Aramak

Şarkın Sevgili Sultanı Selahaddin-i Eyyubi

Kudüs, kutsal şehir... Bütün semavi din mensuplarının gönül bağı olan belde.Yahudiler, hıristiyanlar ve müslümanların, tarih boyunca uğruna savaştıkları Kudüs, 12. yüzyılda Haçlıların hakimiyetindeydi. Bu, müslümanların tahammül edebileceği bir durum değildi. Yapılan birçok savaşın ardından, 2 Ekim 1187 Cuma günü İslam ordusu haçlıları yenerek, yüzyıllık bir aradan sonra Kudüs’ü tekrar fethediyordu. Artık Kudüs, Müslümanların çoşkuyla ezanlarını okuyup, namazlarını Mescid-i Aksa’da kılabilecekleri bir şehirdi. Bu kutsal diyarı fetheden İslam ordusunun başında, Sultan Selahaddin-i Eyyubi bulunuyordu.
※ ※ ※
__Görevler__
(a) Selahaddin-i Eyyubi ve Kudüs'ün fethi üzerine olan metinden bir bölümü aynen aktarınız: "Kudüs, kutsal şehir..." sözlerinin yer aldığı yerden başlayıp "Selahaddin-i Eyyubi bulunuyordu." sözlerinden sonra durunuz.
(b) Selahaddin-i Eyyubi'nin Kudüs'ü fethini anlatan metni, son cümlesinden sonra gelecek biçimde sürdürünüz.

Kaynak kayıtlar
※ ※ ※
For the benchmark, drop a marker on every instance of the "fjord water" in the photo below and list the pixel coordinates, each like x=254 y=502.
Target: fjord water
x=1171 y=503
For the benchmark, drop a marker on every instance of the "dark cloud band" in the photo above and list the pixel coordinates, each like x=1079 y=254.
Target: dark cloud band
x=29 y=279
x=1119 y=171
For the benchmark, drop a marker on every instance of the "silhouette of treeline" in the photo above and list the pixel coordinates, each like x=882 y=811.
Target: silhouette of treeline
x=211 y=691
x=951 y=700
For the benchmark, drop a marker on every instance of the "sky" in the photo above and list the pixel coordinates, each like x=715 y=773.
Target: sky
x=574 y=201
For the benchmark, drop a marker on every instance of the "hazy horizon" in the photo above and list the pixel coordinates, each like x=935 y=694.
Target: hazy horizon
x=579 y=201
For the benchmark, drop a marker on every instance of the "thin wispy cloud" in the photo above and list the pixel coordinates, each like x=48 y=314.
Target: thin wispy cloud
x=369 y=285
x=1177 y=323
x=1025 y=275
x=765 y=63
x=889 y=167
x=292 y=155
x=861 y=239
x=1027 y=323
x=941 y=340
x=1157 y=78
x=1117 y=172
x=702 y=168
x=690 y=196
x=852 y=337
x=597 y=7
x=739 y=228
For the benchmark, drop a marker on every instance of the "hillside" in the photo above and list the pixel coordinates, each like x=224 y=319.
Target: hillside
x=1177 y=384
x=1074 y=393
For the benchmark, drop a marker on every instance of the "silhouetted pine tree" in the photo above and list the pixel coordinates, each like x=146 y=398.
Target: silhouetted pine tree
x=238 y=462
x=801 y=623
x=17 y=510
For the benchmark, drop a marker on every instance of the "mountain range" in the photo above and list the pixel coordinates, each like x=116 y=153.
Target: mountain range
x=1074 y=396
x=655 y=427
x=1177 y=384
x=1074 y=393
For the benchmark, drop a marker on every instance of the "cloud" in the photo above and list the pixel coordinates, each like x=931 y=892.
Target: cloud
※ ※ ※
__Sıralı Çıktılar__
(a)
Kudüs, kutsal şehir... Bütün semavi din mensuplarının gönül bağı olan belde.Yahudiler, hıristiyanlar ve müslümanların, tarih boyunca uğruna savaştıkları Kudüs, 12. yüzyılda Haçlıların hakimiyetindeydi. Bu, müslümanların tahammül edebileceği bir durum değildi. Yapılan birçok savaşın ardından, 2 Ekim 1187 Cuma günü İslam ordusu haçlıları yenerek, yüzyıllık bir aradan sonra Kudüs’ü tekrar fethediyordu. Artık Kudüs, Müslümanların çoşkuyla ezanlarını okuyup, namazlarını Mescid-i Aksa’da kılabilecekleri bir şehirdi. Bu kutsal diyarı fetheden İslam ordusunun başında, Sultan Selahaddin-i Eyyubi bulunuyordu.

(b)
Selahaddin-i Eyyubi (M.1138/1193), İslam aleminin içte Şiîlik ve Batınilik mücadeleleri, dışta Haçlı seferleri ile sarsıldığı, Kudüs’ün işgal altında olduğu bir dönemde, tarihin öne çıkardığı büyüklerimizden biridir. Ortadoğu hükümdarlarından Sultan Nureddin’in veziri olarak Mısır’a gönderilmesi, onun tarih sahnesine çıkışının ilk adımı... Orada askeri ve idari sahada önemli başarılar gösterdi. Haçlılardan Dimyat, Gazze ve Akabe’yi kurtardı. Hacc yolunu emniyete aldı.   Yol emniyetini sağlaması, İslam aleminin kalbi Mekke-i Mükerreme ile irtibatı tahakkuk ettirmesi, bütün müslümanlar nezdinde ona duyulan sevginin artmasına vesile oldu. Mısır’a egemen olan Şiî hilafetine son vermesi, Ehl-i Sünnet yolunu güçlendirmesi, müslümanlar arasında itibarının artmasının ikinci önemli sebebiydi. Güçlü ve disiplinli bir ordu oluşturarak İslam alemindeki iç çalkantılara son veren Selahaddin-i Eyyubi, iç çekişmelerden ve yoğun rekabet yüzünden haçlılara direnmede güçlük çeken müslümanların maddi ve manevi açıdan güçlenmelerini sağladı. Bu sayede, III. Haçlı Seferi diye anılan, Fransa, İngiltere ve Almanya krallarının katıldığı büyük haçlı taarruzu müslümanlar lehine zaferle neticelendi.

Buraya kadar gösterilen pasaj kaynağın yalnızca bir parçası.